* Records for this exercise *
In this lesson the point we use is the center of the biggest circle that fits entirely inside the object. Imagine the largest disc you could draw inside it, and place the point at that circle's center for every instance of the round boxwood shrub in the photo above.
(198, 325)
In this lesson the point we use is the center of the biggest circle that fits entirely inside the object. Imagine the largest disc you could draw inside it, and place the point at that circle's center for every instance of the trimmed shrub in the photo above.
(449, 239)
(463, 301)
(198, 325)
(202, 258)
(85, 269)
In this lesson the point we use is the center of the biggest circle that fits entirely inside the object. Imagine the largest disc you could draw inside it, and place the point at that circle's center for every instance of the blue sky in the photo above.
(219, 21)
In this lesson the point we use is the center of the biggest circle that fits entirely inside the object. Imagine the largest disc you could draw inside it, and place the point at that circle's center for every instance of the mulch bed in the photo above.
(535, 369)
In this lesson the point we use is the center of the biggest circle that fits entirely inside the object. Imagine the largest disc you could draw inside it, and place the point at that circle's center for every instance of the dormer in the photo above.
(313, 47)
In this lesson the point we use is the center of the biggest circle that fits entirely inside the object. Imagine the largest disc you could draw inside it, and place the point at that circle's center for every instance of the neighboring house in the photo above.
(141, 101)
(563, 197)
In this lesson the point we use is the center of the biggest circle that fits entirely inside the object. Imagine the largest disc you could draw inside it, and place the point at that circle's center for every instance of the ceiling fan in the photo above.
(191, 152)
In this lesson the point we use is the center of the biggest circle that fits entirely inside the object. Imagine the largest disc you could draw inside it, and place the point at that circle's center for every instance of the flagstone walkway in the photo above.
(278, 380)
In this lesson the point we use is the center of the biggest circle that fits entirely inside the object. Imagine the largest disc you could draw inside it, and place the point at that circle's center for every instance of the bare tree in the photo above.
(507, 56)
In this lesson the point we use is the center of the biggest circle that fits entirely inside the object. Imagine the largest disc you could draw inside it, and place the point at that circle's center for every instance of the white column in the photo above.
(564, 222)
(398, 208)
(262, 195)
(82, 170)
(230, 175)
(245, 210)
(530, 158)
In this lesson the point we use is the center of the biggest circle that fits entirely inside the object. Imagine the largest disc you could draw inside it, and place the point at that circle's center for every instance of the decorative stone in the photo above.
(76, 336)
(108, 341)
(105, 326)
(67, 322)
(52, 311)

* Prompt *
Your answer must be the line that contains "column in the photo above." and every line after it to the end of the records, reproduced exactly.

* Output for this exercise *
In this lesson the point we use is the center of the biggest circle that fits entirely inside the object. Imagine the largest disc you could draw inside it, and place the point at that circle's center for every instance of the white column in the photo above.
(564, 222)
(398, 208)
(262, 195)
(82, 170)
(230, 175)
(245, 210)
(530, 158)
In this lesson the point we use is the center of the biggest circle that fits entirely inside the object. Imagine the largest disc you could draw inside it, and place the point at that circle's center for every instance of the decorative stone in the photo above.
(76, 336)
(108, 341)
(105, 326)
(67, 322)
(52, 311)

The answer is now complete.